━━━━━ DATA SECTION

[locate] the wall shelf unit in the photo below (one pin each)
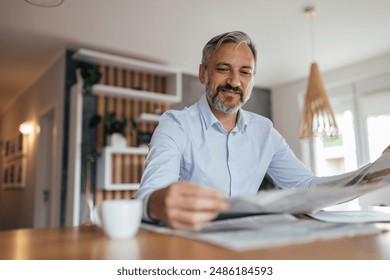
(112, 176)
(174, 78)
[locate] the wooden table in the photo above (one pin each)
(89, 243)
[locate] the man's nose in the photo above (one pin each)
(234, 80)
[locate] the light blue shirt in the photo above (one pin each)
(191, 145)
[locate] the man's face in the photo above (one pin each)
(229, 77)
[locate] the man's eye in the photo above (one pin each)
(246, 73)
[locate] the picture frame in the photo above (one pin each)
(13, 172)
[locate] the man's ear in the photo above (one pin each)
(201, 74)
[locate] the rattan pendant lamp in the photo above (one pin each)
(317, 118)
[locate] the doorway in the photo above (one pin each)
(45, 209)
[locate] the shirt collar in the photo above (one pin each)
(210, 119)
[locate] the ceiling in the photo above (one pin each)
(173, 32)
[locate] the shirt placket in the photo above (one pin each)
(232, 164)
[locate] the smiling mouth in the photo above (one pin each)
(229, 89)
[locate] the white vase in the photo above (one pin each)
(117, 140)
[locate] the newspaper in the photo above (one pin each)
(267, 220)
(324, 192)
(265, 231)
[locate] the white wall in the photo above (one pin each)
(287, 100)
(17, 206)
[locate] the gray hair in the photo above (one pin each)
(238, 37)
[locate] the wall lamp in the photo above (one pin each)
(26, 128)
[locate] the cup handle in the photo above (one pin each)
(96, 217)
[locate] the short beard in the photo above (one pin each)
(218, 104)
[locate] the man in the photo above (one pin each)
(213, 150)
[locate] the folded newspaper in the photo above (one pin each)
(324, 192)
(273, 222)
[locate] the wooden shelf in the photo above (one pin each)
(174, 78)
(135, 94)
(105, 178)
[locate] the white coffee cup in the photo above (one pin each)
(119, 219)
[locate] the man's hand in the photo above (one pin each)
(187, 206)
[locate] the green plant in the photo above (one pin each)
(113, 125)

━━━━━━━━━━

Rewrite only the lines from the one with "[locate] the newspaper" through the end of the items, including the requests. Multiply every coordinate in the answers by 0.25 and round to whole numbers, with halves rounding up.

ANSWER FOR THIS EXERCISE -
[locate] the newspaper in the photo above (one pin each)
(67, 55)
(81, 48)
(66, 58)
[locate] the white wall in the photo above (one pin each)
(72, 25)
(4, 52)
[locate] the gray hair in the photo above (one pin each)
(60, 9)
[locate] the wall lamp in the photo above (one pin each)
(7, 32)
[locate] the cup handle in the photo above (one pin each)
(24, 54)
[locate] the short beard in the photo above (one pin each)
(55, 26)
[locate] the man in the photo above (one pin each)
(53, 38)
[locate] the folded newspaper in the photo above (one pin each)
(81, 48)
(68, 56)
[locate] the wooden shelf in the photo above (one pin each)
(44, 20)
(34, 24)
(26, 45)
[locate] the white coffee cup in the photo above (one pin each)
(30, 55)
[locate] the man's hand in the photo above (one pin each)
(47, 52)
[locate] the green plant in the photo above (one pin each)
(28, 31)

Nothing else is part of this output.